### Task instructions:
Return every line of the rows that contains the string "prompts".

### Given records:

◇ ◇ ◇

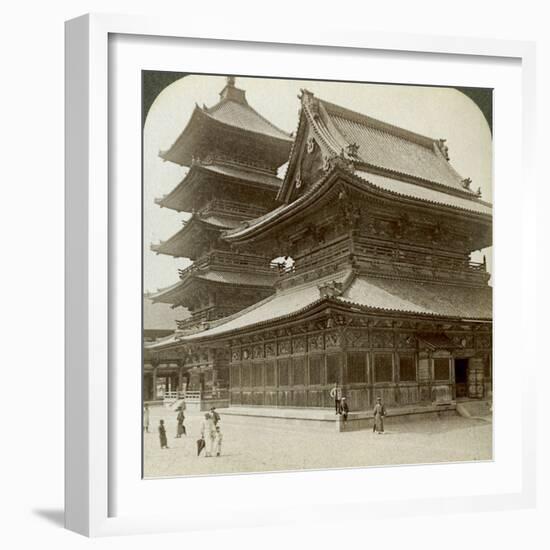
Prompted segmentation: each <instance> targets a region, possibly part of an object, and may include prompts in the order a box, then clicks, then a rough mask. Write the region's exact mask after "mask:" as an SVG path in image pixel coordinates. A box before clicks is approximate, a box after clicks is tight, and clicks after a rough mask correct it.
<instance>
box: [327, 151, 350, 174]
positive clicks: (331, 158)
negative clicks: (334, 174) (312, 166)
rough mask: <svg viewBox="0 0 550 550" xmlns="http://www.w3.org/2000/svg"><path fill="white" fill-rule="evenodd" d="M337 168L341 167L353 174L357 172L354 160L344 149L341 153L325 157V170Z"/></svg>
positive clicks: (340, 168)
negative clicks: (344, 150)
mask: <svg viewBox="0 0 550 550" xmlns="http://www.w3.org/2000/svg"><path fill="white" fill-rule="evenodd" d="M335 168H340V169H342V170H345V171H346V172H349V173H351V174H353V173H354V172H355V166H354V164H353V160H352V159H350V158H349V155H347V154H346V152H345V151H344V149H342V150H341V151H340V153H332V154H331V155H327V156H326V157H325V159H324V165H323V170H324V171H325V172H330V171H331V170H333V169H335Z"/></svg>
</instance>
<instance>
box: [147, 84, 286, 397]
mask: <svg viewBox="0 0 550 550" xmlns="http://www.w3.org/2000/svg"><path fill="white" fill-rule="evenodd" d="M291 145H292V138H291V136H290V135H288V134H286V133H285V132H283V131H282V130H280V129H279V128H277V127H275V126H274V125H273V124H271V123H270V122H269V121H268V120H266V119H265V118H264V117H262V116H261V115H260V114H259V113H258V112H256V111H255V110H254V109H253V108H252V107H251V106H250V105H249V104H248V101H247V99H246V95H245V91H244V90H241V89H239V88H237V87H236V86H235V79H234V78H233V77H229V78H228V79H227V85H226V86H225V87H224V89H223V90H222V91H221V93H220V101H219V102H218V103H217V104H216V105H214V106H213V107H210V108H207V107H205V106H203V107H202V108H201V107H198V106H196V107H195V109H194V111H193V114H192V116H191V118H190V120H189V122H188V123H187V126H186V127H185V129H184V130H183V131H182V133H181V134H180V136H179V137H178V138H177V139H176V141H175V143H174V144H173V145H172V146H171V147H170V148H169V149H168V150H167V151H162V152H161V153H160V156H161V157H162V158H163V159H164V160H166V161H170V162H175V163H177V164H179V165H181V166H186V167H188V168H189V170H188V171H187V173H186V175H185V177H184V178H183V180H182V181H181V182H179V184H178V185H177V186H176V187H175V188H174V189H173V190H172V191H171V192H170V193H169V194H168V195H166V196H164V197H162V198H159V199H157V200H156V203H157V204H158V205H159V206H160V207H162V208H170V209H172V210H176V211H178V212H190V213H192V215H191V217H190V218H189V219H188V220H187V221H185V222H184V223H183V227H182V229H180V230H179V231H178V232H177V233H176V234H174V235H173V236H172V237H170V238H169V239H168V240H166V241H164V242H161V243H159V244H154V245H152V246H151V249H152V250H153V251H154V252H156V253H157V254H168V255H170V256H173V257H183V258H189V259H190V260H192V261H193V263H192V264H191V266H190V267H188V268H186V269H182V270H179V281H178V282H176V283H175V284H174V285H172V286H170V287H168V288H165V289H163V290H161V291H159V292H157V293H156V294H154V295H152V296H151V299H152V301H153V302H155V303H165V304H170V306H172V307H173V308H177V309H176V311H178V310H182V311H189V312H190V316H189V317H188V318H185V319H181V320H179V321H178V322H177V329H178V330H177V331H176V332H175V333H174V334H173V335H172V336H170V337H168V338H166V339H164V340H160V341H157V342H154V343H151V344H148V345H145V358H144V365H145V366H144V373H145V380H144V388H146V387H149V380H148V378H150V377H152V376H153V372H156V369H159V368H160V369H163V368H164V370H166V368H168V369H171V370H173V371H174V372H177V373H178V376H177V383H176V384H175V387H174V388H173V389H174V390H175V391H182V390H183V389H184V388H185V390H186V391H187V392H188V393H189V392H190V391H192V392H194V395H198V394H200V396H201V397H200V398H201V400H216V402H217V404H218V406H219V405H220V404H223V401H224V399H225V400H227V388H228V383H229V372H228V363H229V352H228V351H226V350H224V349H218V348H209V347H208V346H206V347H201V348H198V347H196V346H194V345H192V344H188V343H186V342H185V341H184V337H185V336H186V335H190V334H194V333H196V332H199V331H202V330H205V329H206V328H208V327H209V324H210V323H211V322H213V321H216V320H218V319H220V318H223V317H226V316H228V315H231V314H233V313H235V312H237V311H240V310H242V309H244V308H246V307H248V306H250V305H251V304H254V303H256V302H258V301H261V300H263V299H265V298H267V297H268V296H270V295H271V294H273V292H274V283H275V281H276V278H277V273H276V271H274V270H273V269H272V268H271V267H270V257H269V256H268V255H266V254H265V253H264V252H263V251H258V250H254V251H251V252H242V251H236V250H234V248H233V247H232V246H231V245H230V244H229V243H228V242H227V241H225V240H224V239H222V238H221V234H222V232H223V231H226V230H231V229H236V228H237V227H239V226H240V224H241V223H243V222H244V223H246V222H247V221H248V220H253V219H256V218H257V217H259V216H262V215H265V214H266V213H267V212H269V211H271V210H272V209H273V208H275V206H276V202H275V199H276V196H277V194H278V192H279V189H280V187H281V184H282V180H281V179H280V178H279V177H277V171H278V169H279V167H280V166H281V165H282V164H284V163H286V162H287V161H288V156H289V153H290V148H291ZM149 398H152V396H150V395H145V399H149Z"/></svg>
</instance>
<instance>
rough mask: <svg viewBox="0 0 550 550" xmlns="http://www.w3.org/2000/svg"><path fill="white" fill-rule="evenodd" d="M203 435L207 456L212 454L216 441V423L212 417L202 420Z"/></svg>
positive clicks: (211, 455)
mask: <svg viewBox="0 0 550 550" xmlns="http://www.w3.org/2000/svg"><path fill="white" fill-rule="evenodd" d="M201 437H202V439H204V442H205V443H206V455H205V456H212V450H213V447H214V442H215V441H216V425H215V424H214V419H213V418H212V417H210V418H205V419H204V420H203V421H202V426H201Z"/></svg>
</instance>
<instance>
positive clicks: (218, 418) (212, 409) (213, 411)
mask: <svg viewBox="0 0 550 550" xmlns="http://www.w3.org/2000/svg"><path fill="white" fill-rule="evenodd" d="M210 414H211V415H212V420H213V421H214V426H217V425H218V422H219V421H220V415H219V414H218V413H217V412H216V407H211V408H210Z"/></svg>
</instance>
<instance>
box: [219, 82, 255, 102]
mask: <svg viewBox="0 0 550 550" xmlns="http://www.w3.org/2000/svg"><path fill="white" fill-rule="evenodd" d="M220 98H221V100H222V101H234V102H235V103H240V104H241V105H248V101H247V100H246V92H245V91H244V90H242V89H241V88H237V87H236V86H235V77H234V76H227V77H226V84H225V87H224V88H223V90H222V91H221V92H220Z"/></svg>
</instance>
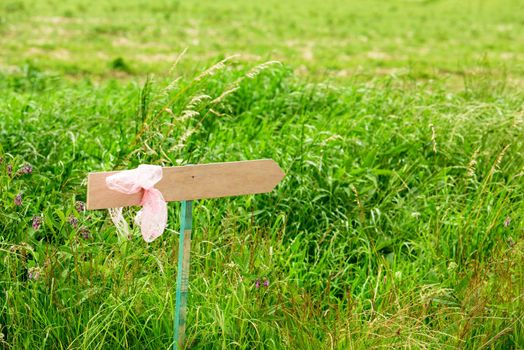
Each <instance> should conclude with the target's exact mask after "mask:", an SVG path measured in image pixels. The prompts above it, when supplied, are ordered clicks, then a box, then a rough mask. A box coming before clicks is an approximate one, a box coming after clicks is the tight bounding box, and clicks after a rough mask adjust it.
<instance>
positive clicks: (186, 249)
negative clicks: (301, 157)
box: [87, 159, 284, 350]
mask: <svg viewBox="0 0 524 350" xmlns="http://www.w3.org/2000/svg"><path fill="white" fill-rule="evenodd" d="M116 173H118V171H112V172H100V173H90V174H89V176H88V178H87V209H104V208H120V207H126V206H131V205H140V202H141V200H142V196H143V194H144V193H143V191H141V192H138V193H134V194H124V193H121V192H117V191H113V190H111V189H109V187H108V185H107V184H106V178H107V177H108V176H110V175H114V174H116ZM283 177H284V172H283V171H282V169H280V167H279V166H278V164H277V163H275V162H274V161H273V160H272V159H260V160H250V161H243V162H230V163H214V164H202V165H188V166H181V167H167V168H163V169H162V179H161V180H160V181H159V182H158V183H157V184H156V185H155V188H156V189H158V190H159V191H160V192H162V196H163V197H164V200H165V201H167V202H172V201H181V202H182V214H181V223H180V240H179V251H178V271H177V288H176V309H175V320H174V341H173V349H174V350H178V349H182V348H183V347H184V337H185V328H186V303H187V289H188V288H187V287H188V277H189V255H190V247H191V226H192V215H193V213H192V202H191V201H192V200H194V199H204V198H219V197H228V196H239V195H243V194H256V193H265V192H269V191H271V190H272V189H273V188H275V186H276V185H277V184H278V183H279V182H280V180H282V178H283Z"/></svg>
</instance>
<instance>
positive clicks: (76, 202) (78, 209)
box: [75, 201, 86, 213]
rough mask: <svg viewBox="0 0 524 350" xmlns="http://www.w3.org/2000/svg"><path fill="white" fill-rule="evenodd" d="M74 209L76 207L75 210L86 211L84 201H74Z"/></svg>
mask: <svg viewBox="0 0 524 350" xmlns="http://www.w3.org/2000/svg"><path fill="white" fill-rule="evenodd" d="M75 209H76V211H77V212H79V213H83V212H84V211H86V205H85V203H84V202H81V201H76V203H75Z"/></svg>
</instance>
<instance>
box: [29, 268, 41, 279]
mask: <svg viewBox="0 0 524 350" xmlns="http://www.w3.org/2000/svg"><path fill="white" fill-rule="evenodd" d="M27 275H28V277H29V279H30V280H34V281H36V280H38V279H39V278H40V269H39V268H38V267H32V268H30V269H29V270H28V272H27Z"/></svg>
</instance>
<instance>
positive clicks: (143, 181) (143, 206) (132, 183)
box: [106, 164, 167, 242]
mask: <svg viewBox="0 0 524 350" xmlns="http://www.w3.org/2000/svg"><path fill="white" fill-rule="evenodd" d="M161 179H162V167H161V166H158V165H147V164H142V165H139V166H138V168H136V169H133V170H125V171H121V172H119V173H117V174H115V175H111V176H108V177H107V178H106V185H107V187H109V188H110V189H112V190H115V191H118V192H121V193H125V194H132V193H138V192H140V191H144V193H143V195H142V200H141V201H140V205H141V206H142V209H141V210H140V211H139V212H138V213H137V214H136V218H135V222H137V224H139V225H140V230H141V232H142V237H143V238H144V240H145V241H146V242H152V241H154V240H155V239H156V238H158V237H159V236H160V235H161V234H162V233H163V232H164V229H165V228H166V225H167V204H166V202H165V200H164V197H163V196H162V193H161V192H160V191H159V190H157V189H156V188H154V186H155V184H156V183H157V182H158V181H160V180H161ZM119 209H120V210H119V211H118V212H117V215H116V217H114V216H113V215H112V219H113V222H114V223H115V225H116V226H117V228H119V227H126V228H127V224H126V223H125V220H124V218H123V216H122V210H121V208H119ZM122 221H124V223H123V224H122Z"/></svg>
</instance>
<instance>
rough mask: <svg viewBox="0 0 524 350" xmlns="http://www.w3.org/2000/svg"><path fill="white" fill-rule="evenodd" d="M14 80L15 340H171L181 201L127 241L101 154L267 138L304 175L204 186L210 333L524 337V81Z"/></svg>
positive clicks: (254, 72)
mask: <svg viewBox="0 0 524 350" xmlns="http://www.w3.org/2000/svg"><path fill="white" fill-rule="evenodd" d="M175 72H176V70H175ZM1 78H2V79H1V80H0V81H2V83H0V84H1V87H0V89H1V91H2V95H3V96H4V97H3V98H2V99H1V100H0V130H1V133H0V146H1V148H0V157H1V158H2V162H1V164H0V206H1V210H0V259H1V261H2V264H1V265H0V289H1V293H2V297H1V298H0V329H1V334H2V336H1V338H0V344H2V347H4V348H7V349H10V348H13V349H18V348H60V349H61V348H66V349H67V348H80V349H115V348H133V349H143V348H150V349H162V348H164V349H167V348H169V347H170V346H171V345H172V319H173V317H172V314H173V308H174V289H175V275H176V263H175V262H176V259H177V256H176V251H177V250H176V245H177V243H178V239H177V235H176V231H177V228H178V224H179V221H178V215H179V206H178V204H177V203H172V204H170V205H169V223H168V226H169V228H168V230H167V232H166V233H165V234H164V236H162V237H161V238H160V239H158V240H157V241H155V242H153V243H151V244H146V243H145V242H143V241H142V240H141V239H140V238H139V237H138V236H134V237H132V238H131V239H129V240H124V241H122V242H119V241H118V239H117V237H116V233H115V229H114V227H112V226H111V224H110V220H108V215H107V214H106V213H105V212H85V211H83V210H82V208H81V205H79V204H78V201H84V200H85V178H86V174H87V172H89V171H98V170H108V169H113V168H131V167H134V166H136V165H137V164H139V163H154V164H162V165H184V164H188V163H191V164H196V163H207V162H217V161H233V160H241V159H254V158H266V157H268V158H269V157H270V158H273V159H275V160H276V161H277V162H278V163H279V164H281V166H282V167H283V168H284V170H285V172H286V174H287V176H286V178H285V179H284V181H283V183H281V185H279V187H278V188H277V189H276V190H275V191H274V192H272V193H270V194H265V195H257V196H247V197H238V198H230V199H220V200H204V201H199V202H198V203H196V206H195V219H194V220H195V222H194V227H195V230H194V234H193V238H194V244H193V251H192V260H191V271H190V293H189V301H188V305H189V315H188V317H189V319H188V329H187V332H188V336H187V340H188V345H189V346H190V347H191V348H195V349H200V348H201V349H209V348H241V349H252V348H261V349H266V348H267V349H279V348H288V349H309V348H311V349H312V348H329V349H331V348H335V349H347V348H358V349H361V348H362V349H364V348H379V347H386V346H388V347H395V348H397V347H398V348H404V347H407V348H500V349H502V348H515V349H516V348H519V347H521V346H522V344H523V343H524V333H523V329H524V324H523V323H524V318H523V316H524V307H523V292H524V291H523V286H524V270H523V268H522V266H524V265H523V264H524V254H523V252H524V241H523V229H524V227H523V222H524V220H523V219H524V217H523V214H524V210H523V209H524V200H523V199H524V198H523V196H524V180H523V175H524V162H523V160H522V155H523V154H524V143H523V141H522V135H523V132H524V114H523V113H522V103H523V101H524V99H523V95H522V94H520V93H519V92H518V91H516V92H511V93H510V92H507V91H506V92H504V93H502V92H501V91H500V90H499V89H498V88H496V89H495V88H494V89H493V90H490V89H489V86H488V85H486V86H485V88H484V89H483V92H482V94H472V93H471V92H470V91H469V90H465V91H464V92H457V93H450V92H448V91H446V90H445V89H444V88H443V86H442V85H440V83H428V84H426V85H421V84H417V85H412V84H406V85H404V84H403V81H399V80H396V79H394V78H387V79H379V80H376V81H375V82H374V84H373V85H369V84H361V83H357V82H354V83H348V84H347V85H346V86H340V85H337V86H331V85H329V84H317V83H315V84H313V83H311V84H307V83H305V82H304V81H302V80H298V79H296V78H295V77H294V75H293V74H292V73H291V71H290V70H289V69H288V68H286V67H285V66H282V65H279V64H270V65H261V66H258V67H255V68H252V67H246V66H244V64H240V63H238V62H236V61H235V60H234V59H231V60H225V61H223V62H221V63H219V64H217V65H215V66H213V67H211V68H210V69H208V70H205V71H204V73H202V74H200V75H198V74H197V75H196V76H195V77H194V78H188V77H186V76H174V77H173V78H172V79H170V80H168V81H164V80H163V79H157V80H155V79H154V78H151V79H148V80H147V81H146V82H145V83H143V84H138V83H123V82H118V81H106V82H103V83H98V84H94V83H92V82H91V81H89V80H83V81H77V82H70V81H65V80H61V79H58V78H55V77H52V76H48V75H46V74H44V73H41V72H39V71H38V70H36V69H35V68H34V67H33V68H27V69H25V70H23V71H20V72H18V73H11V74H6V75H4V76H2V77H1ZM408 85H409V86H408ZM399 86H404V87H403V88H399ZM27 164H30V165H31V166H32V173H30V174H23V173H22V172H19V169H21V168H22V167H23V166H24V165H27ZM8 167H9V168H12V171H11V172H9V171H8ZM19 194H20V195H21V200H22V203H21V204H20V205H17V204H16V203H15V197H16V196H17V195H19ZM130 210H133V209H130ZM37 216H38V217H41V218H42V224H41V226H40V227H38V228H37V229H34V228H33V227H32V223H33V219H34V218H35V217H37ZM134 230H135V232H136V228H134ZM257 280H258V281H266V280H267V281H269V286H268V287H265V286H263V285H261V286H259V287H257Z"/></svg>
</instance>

◇ ◇ ◇

### Reply to the task:
Prompted segmentation: each <instance> targets a region, possibly part of an object, and may include prompts in the order a box, then clicks, then a rough mask. Write the region's exact mask after "mask:" as an SVG path in image pixel coordinates. A box before clicks is approximate, a box after clicks is tight, and clicks after a rough mask correct it.
Each <instance> should conclude with the target's exact mask after "mask:", an SVG path measured in image pixels. The prompts above it, when supplied, are ordered clicks, then a box, then a rough mask. A box coming before clicks is an approximate one, a box coming after clicks is the tight bounding box, and clicks after a rough mask adjust it.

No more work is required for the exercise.